───── SEZIONE DI TESTO ─────

LA PROFEZIA E’ IL VANGELO CHE E’ POTENZA DI DIO – Don Enrico Ghezzi
Santa Maria dell’Orto – Roma
Vi partecipo la lettera di un amico carissimo – Don Enrico Ghezzi – pervenutami oggi da questa chiesa dove risiede dopo aver lasciato la Parrocchia. Profuma di primavera ed ha i sapori della Città Eterna. E’ di alto spessore ma può arrivare anche alla gente di Trastevere, alle borgate, come le lettere di Paolo che non le ha scritte per i teologi ma per i semplici cristiani.

─────

SFIDA 1: Nel testo sulla lettera di Don Enrico Ghezzi, per chi ha scritto Paolo le sue lettere?
SFIDA 2: Continua il testo sulla lettera di Don Enrico Ghezzi a partire dalla sua ultima frase.

───── ELENCO ─────

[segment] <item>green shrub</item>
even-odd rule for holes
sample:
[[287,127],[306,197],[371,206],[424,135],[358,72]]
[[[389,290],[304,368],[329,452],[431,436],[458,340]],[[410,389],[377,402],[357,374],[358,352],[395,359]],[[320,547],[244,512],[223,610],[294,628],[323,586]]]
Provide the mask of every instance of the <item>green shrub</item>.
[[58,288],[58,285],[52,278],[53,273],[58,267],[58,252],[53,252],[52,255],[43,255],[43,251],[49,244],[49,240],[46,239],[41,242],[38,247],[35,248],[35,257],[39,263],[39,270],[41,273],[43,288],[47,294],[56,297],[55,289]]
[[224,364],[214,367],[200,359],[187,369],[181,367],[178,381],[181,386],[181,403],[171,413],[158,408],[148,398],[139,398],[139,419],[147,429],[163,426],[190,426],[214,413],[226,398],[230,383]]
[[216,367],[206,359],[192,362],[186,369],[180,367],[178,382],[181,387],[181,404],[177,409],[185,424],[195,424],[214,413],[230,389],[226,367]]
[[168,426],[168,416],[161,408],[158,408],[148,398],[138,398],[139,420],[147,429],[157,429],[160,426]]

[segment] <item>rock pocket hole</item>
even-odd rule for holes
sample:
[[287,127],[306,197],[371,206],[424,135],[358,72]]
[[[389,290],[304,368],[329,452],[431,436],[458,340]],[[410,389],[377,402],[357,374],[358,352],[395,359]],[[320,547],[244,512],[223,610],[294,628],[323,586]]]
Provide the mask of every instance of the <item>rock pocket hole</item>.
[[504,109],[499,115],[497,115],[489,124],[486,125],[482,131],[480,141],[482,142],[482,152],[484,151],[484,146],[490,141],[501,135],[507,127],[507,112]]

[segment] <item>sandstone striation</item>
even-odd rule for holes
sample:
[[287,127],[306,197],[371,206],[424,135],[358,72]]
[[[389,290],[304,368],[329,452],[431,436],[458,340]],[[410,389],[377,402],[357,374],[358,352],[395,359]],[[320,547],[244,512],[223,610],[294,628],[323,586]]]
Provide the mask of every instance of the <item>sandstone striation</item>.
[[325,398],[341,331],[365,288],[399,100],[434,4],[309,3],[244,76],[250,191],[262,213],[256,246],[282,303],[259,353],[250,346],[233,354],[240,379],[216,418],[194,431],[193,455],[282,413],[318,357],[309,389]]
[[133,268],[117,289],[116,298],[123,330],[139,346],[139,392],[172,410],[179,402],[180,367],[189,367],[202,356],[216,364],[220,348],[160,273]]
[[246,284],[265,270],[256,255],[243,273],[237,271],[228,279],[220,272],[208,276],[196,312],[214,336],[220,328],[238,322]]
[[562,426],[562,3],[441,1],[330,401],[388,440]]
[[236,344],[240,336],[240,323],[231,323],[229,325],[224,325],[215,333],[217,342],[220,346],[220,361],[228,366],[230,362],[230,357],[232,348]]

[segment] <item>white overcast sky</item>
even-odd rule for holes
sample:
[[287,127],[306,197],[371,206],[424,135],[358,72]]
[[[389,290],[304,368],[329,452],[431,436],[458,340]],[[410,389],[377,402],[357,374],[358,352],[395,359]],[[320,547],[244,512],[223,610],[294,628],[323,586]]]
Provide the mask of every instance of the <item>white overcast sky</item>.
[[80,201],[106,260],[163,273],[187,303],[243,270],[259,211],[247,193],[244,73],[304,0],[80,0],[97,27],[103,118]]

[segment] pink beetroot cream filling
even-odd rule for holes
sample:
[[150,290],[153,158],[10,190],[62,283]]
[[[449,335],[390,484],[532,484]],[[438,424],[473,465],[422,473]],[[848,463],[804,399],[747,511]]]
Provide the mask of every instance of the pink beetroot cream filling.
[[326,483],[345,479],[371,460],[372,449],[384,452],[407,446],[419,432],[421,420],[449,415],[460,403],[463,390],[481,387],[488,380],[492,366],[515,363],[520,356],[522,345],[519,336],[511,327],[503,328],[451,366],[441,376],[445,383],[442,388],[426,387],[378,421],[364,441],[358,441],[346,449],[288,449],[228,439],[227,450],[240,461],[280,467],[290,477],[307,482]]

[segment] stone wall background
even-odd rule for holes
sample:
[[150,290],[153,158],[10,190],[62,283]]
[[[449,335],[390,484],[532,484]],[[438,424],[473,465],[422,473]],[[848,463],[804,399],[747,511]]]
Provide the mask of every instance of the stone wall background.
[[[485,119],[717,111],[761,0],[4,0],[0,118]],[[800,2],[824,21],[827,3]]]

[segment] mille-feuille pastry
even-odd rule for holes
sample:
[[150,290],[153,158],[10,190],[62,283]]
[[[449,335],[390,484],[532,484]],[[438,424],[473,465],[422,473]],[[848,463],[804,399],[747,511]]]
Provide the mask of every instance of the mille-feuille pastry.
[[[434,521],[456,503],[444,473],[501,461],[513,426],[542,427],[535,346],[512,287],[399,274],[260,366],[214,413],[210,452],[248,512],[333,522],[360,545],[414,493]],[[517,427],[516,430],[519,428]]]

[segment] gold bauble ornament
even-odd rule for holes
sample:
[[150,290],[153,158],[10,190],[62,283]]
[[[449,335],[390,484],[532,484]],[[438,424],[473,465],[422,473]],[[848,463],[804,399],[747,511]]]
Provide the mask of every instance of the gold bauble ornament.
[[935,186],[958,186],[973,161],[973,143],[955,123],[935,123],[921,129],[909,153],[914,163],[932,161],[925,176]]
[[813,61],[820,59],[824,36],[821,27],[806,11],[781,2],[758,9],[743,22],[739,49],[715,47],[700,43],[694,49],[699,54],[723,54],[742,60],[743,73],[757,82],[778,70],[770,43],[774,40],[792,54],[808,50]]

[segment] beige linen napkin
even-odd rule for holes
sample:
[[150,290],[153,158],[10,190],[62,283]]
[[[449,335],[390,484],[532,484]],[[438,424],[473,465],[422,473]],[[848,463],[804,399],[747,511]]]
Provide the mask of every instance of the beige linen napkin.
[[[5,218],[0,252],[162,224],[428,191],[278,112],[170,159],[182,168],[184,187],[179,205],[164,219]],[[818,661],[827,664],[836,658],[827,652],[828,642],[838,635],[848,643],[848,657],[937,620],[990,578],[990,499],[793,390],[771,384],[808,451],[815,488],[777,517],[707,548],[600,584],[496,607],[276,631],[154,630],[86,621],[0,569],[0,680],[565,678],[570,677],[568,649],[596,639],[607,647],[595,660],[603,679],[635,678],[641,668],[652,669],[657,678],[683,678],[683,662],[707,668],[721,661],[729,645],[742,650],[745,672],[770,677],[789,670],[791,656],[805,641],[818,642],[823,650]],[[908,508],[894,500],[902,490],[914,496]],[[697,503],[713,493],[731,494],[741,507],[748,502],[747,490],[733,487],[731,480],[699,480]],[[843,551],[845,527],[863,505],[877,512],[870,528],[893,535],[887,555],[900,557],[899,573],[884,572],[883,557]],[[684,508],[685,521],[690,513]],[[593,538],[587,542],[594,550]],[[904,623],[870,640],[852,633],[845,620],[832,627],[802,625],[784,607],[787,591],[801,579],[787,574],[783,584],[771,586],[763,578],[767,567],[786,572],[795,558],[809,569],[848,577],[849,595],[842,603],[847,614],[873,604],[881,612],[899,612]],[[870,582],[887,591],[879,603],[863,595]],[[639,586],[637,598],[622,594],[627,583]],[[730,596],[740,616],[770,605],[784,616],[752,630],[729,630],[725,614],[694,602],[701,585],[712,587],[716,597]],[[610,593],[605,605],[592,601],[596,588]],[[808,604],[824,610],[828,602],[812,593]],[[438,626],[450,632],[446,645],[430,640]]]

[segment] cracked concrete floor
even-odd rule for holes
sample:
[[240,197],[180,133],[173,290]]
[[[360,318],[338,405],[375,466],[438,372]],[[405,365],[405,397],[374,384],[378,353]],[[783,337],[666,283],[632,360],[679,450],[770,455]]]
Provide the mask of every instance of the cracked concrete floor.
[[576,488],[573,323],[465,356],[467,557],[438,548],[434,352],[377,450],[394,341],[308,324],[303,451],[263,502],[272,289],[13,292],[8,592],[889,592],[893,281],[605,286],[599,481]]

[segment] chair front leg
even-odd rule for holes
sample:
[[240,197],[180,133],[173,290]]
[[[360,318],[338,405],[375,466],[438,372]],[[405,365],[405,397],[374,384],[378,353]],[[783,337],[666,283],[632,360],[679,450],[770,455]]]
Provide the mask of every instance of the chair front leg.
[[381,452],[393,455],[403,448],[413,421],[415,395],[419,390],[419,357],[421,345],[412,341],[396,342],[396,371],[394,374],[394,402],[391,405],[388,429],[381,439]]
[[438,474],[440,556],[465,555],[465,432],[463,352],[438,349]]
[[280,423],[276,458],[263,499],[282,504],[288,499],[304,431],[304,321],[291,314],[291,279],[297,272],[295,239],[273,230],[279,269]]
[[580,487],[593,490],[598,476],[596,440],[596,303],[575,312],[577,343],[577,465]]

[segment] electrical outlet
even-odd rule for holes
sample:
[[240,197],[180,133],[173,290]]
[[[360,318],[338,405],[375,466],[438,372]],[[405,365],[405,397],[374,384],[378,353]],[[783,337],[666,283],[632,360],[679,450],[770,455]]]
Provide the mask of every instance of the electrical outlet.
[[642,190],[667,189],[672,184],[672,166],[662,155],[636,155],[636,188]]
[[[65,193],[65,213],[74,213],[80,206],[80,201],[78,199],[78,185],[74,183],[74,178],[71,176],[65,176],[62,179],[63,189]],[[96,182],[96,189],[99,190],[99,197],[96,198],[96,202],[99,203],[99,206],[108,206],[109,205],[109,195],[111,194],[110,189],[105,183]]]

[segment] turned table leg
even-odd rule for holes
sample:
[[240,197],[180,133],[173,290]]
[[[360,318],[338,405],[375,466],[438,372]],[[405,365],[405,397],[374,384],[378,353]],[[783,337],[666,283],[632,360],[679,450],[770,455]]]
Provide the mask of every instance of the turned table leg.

─────

RISPOSTA CORRETTA 1: Per i semplici cristiani, non per i teologi.

RISPOSTA CORRETTA 2:
In realtà si tratta di un progetto di vita condivisibilissimo. E spero proprio di poterlo condividere con lui e con quanti vorranno aderirvi, per dono che viene dall’alto e “potenza della ‘profezia’ evangelica”. Filo conduttore anche per la nostra Compagnia… perché resti fedele al progetto di Dio che ci vuole Chiesa e non una degenerazione. Il rischio che Don Enrico evidenzia è vero: “fare della Chiesa ‘popolo di Dio’ una chiesa di gruppi o addirittura di ‘sette’. “
La ‘profezia’ è il ‘vangelo’ che è ‘potenza di Dio’ dove sappiamo ‘di essere amati da Dio’ ( Rm 1,7).
Di Don Enrico Ghezzi ho a portata di mano solo questa foto che lo ritrae davanti all’urna di Santa Teresa di Gesù Bambino, ricevuta in visita quand’era parroco di Santa Melania.
Roma, Pasqua 2010.
Cari Amici,
Buona Pasqua!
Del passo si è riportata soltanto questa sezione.